* [GIVEN PASSAGE]:
Before 1988, Strauss’s score for the Diaghilev ballet Josephslegende - a Cecil B. DeMille-like mélange of bare flesh, sex and religion - had fallen into almost total obscurity. Just a few recordings of the composer’s drastically pruned revision of 1947, the so-called “symphonic fragment”, could be found from time to time in the catalogues.
 
The proof of that neglect lies before me as I write this review, in the form of Hiroshi Wakasugi’s 1988 account with the Tokyo Metropolitan Symphony Orchestra, released that year on the Denon label (33CO-2050) and boldly proclaiming itself to be a “world premiere recording”. It had evidently been forgotten by that date that there had been at least two earlier - if, admittedly, rather low profile - recordings from Robert Heger and Kurt Eichhorn.
 
Wakasugi’s somewhat stately and reverential but sonically impressive recording appears, though, to have acted as a catalyst for a slow but steady revival of interest. New high quality recordings were subsequently made by Giuseppe Sinopoli in 2000 (see here and here) and Ivan Fischer in 2007 (Channel Classics CCS SA 24507).

* [MATERIAL PROVIDED]:
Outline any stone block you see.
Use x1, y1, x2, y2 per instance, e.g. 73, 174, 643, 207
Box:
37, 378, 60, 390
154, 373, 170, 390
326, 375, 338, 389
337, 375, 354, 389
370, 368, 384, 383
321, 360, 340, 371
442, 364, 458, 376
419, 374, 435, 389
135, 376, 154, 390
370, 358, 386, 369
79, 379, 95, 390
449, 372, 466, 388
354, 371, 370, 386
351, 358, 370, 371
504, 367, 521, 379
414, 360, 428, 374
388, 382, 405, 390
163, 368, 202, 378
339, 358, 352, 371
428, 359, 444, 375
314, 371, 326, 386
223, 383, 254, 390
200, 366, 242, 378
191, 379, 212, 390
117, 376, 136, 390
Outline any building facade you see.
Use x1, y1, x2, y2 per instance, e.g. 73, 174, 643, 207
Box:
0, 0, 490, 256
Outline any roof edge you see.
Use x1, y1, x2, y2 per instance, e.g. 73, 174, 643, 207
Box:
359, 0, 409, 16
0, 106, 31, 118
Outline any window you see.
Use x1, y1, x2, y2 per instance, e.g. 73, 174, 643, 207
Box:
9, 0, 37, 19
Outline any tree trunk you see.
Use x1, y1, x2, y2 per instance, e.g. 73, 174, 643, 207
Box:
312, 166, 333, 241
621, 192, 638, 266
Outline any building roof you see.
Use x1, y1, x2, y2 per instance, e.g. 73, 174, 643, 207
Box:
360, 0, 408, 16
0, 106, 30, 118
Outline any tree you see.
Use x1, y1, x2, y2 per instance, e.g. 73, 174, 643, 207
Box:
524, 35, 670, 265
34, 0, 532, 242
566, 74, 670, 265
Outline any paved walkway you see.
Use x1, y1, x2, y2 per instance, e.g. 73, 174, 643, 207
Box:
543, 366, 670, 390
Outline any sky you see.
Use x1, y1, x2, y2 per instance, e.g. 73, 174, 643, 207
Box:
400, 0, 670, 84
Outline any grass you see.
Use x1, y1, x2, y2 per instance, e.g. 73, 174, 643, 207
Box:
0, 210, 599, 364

* [PROBLEMS TO SOLVE]:
A. In the review of Josephslegende recordings, which orchestra performed on Hiroshi Wakasugi's 1988 account?
B. Resume the Josephslegende review after its last sentence.

* [PER-TASK ANSWERS]:
A. The Tokyo Metropolitan Symphony Orchestra.

B.
Advances in recording technology will also have played a part in that renewed flowering of interest, for while - as Heger’s splendid account demonstrated - modern digital sound is not absolutely essential to a successful recording of Josephslegende, it certainly does help. The typically lavish budget of the original 1914 Ballets Russes production enabled Strauss to indulge in some grossly excessive orchestral requirements for what was to become his longest continuous piece for full orchestra. The result is a complex and highly sophisticated score that more than exemplifies the most exotic, blowsily decadent - and hugely enjoyable - characteristics of European orchestral music as it stood on the verge of the First World War.
 
The realistic and crystal clear Chandos sound, expertly engineered by Ralph Couzens and Jonathan Cooper, gets this new release from Neeme Järvi and his Scottish forces off, therefore, to the best possible start. That, though, is not enough on its own to displace its rivals: Sinopoli and, even more so, Fischer both enjoy superb recording quality in their accounts and Wakasugi’s 25 years old version still sounds remarkably impressive too.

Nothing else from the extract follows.